TASK ITEM: Where does the string "bengali" occur in the entries below? Copy every line where it does.

══ AVAILABLE RECORDS

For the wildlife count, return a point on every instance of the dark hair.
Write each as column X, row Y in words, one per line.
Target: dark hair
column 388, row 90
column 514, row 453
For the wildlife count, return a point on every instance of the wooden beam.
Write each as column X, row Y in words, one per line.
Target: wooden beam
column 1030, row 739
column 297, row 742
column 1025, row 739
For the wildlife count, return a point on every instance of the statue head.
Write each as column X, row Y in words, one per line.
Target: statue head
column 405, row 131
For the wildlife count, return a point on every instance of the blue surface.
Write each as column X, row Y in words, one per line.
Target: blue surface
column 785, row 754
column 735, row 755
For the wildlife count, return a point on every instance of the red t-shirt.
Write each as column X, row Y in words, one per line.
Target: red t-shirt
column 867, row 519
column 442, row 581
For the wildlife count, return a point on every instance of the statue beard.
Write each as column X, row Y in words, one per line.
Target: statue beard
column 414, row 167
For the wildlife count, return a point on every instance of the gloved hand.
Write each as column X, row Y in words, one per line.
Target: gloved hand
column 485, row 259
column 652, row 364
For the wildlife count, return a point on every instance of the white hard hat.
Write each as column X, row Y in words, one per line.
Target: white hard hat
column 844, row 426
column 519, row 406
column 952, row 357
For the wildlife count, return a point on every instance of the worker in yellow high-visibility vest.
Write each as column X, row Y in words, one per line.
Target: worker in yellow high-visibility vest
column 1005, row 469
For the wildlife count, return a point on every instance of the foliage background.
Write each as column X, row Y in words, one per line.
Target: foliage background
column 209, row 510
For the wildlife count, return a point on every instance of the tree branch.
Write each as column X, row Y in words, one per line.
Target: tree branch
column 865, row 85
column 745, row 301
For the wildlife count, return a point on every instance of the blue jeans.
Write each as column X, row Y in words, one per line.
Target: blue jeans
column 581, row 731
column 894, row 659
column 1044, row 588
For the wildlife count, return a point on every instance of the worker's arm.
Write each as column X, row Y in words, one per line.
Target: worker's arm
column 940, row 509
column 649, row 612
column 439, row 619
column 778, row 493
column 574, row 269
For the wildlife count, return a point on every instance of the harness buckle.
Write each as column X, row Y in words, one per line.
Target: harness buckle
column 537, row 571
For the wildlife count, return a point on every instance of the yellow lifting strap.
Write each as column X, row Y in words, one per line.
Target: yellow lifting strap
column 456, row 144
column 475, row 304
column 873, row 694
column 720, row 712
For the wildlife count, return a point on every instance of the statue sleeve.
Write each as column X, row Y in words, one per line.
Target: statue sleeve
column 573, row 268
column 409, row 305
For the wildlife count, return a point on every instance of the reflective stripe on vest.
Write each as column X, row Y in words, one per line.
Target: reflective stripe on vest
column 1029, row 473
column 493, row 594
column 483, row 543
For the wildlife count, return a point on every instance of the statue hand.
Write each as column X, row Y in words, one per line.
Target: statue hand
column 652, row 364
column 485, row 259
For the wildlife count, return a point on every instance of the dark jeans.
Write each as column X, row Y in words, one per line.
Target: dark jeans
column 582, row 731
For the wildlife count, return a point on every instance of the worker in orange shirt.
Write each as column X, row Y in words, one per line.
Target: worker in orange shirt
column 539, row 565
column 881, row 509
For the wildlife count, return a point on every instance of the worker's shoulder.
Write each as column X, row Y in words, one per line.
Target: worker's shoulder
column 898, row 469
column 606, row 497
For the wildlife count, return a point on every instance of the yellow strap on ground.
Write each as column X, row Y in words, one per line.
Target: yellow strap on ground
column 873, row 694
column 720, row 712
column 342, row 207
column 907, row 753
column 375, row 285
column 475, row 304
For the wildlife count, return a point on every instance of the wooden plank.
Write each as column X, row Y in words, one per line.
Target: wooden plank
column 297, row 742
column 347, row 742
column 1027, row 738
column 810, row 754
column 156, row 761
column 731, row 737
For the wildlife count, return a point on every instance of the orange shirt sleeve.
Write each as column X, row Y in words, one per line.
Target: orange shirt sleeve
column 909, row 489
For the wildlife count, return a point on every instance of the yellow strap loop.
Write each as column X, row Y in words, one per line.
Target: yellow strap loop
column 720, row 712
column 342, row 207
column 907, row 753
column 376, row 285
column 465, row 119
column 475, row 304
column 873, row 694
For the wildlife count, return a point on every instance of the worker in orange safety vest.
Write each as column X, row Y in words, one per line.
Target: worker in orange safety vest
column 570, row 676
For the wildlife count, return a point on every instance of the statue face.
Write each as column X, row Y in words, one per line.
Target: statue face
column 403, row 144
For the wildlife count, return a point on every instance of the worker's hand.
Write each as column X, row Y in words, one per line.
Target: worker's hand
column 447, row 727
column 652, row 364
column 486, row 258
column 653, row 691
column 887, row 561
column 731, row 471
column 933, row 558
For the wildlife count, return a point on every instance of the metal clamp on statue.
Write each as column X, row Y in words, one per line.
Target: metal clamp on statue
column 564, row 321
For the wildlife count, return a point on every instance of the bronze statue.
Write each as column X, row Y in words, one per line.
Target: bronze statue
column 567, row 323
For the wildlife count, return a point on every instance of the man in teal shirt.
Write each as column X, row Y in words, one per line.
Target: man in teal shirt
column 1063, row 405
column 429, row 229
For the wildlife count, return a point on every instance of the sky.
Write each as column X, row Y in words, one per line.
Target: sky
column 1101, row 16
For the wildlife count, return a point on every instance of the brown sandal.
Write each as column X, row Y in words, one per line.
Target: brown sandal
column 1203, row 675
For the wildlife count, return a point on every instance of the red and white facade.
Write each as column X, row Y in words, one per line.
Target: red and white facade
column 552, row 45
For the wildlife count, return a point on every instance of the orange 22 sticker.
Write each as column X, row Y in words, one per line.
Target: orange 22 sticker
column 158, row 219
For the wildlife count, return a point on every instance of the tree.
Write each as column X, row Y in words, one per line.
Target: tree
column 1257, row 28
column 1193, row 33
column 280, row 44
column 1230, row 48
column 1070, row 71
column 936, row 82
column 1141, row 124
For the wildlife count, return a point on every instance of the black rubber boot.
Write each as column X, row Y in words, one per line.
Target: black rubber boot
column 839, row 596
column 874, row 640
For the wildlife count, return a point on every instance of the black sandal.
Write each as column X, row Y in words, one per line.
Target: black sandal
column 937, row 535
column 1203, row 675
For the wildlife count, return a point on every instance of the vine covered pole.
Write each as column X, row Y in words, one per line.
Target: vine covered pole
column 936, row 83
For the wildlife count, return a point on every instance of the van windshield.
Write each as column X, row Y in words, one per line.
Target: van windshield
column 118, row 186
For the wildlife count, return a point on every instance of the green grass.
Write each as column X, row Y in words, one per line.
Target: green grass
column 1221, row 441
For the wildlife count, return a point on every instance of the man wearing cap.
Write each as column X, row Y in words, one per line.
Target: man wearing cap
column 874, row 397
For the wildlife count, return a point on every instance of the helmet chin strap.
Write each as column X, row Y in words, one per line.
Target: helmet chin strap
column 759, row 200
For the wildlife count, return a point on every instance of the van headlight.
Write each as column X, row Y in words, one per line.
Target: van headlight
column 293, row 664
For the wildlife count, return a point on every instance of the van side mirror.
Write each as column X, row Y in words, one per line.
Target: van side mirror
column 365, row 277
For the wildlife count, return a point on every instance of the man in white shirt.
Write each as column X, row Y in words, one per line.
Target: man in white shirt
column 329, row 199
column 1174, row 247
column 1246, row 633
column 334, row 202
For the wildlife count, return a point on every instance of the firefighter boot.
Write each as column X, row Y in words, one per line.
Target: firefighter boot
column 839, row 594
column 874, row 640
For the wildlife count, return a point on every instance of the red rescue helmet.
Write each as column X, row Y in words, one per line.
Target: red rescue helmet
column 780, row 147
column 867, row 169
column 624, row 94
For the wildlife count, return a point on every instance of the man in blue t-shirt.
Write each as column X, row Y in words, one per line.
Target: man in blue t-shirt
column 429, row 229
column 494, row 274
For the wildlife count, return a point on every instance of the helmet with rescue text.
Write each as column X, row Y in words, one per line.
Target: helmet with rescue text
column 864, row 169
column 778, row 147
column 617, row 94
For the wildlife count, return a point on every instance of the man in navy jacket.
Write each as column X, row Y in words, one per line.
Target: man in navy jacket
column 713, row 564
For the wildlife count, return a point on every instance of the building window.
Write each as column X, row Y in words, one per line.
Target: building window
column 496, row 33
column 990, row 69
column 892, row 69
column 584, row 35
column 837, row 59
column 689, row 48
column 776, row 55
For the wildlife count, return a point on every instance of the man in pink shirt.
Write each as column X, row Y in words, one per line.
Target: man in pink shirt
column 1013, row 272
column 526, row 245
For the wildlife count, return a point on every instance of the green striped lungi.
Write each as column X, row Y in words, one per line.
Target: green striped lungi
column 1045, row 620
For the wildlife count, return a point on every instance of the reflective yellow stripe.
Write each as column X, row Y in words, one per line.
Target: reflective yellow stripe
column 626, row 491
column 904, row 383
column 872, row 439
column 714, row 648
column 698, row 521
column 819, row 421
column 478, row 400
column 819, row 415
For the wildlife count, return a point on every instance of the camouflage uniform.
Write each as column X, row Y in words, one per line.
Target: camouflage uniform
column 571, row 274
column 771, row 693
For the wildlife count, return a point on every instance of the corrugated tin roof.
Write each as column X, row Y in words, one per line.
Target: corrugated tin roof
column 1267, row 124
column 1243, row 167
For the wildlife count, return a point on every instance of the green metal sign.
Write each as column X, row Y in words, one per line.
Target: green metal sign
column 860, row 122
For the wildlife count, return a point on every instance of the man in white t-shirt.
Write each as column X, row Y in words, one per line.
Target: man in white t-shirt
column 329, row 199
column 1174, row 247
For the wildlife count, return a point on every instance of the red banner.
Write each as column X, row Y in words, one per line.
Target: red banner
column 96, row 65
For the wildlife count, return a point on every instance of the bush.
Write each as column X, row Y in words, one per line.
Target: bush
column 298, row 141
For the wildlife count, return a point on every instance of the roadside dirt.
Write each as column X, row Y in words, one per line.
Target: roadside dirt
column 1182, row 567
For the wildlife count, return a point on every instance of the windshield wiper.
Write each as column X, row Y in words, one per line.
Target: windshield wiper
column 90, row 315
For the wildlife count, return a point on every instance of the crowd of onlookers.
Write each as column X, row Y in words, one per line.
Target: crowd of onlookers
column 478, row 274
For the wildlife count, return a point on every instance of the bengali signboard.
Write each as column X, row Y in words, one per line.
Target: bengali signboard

════

SOLUTION FOR THIS TASK:
For the wildlife count, return a point on every instance of the bengali signboard.
Target: bengali signboard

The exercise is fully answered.